> **課題要件 A**
PLAP抗体に関する提示文から、「Mouse monoclonal antibody」を含む語句で始まり「という意味ではありません。)」で終わる部分を、一字一句違えずに書き写せ。
> **課題要件 B**
PLAP抗体に関する提示文の内容を2文で要約せよ。

> **提示文**
+ + + +

PLAP
(Placental alkaline phosphatase)
Mouse monoclonal antibody
クローン:8A9
メーカー:Dako (#M7191)
希釈倍率:1:50
抗原賦活化:CC1、60分
推奨陽性コントロール:胎盤
染色パターン:細胞膜、細胞質
(上記は神戸大病理部での条件(Ventana BenchMarkXT)。抗体は必ずしも全てのメーカーを比較して選択しているわけではありませんので、必ずしも“推奨メーカー”という意味ではありません。)
アルカリホスファターゼは、アルカリ性条件下でリン酸エステル化合物を加水分解する酵素である。そのアイソザイムの一つである胎盤性アルカリホスファターゼは、胎盤絨毛の合胞性栄養膜細胞の細胞膜に存在する耐熱性アルカリホスファターゼで、分子量は130kDa、L-フェニールアラニンにより阻害を受ける。胎生期の胚細胞や骨髄由来の間葉系間質細胞は胎盤性アルカリホスファターゼ染色陽性を示すが、生後の精細管(精祖細胞等)では陰性である。

+ + + +

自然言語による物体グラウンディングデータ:
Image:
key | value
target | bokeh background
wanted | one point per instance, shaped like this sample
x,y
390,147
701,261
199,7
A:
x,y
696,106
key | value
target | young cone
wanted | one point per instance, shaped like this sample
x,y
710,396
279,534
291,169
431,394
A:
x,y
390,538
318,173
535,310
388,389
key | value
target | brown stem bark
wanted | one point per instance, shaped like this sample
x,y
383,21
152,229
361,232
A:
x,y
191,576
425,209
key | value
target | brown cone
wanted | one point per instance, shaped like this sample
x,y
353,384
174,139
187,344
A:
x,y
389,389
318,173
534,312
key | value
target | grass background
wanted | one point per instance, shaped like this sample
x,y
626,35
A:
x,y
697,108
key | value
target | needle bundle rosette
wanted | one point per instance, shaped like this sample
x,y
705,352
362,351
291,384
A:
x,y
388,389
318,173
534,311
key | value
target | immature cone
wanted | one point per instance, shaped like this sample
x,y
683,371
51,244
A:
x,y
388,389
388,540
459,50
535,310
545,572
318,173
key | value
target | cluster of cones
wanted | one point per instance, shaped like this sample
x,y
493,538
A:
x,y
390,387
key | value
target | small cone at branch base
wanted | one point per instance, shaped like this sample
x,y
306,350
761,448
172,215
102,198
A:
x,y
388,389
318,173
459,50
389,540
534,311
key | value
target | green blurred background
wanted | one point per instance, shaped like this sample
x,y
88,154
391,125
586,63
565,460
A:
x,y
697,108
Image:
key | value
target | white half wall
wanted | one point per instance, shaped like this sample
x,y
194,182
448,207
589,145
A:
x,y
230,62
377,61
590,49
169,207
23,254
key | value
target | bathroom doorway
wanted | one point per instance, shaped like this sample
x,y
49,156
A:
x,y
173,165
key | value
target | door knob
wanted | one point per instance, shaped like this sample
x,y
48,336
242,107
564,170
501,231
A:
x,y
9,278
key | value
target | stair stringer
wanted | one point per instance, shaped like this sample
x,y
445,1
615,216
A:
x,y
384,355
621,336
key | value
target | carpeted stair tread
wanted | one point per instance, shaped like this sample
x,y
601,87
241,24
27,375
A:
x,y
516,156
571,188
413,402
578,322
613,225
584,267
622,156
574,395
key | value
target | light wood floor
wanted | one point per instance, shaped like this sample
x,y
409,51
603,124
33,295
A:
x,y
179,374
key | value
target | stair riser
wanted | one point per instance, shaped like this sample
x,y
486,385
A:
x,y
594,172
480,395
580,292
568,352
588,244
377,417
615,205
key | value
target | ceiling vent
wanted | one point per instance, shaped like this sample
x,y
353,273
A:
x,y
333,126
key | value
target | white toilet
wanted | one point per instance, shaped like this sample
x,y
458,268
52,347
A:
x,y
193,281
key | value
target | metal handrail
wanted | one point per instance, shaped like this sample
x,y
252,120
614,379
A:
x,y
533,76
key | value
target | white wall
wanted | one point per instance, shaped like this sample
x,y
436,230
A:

+ + + +

> **解答欄 A**
Mouse monoclonal antibody
クローン:8A9
メーカー:Dako (#M7191)
希釈倍率:1:50
抗原賦活化:CC1、60分
推奨陽性コントロール:胎盤
染色パターン:細胞膜、細胞質
(上記は神戸大病理部での条件(Ventana BenchMarkXT)。抗体は必ずしも全てのメーカーを比較して選択しているわけではありませんので、必ずしも“推奨メーカー”という意味ではありません。)

> **解答欄 B**
PLAP(胎盤性アルカリホスファターゼ)に対するマウスモノクローナル抗体(クローン8A9、Dako製)は、神戸大病理部の条件では希釈倍率1:50、抗原賦活化CC1・60分で用いられ、推奨陽性コントロールは胎盤、染色パターンは細胞膜と細胞質である。胎盤性アルカリホスファターゼはアルカリホスファターゼのアイソザイムの一つで、胎盤絨毛の合胞性栄養膜細胞の細胞膜に存在する耐熱性の酵素であり、胎生期の胚細胞や骨髄由来の間葉系間質細胞では染色陽性、生後の精細管では陰性を示す。